### Input for this task:
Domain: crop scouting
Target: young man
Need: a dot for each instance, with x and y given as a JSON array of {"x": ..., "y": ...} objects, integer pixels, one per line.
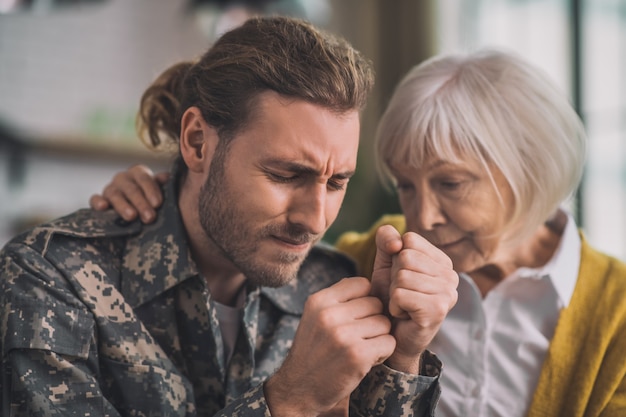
[{"x": 225, "y": 305}]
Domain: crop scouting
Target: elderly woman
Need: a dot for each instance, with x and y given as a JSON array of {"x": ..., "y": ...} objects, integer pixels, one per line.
[{"x": 485, "y": 153}]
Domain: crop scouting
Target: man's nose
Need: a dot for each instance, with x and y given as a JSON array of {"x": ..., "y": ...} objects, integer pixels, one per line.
[{"x": 308, "y": 209}]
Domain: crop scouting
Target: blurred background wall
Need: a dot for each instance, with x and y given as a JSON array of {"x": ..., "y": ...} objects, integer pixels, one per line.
[{"x": 72, "y": 72}]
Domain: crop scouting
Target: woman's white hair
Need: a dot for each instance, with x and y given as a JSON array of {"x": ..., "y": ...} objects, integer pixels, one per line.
[{"x": 495, "y": 107}]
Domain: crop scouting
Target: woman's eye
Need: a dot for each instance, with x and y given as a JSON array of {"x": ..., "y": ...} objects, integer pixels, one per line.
[
  {"x": 404, "y": 186},
  {"x": 450, "y": 185}
]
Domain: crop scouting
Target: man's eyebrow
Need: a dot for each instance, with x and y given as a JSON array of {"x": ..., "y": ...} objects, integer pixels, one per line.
[{"x": 302, "y": 169}]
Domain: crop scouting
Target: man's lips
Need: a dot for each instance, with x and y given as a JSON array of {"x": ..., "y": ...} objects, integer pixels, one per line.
[
  {"x": 449, "y": 244},
  {"x": 296, "y": 243}
]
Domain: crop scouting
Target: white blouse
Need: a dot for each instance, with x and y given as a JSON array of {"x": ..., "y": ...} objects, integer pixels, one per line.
[{"x": 492, "y": 349}]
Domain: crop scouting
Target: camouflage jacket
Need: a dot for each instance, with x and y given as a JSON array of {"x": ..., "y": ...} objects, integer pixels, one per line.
[{"x": 103, "y": 318}]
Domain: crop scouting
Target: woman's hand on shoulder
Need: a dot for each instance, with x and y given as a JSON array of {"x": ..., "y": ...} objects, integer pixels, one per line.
[{"x": 131, "y": 193}]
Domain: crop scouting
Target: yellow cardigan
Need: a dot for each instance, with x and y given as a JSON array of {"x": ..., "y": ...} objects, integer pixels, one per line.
[{"x": 584, "y": 373}]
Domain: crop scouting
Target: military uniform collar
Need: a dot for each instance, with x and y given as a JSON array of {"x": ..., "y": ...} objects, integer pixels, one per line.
[{"x": 158, "y": 257}]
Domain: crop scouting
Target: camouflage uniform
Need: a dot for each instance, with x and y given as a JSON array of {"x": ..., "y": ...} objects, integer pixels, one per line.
[{"x": 104, "y": 318}]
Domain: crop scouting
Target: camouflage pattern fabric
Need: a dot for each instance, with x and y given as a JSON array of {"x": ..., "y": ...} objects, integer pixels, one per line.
[{"x": 99, "y": 317}]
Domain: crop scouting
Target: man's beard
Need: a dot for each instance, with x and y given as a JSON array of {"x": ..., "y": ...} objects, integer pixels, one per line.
[{"x": 224, "y": 222}]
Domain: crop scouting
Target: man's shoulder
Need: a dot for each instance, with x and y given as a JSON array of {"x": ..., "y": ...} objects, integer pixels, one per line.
[
  {"x": 323, "y": 267},
  {"x": 81, "y": 224},
  {"x": 325, "y": 263}
]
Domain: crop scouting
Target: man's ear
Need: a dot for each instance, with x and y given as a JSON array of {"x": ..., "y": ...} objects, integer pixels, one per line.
[{"x": 197, "y": 140}]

### The task:
Return every line of the listing above that contains the word "woman".

### Solution for this problem:
Target: elderly woman
Target: woman's white hair
Target: woman's eye
Target: woman's hand on shoulder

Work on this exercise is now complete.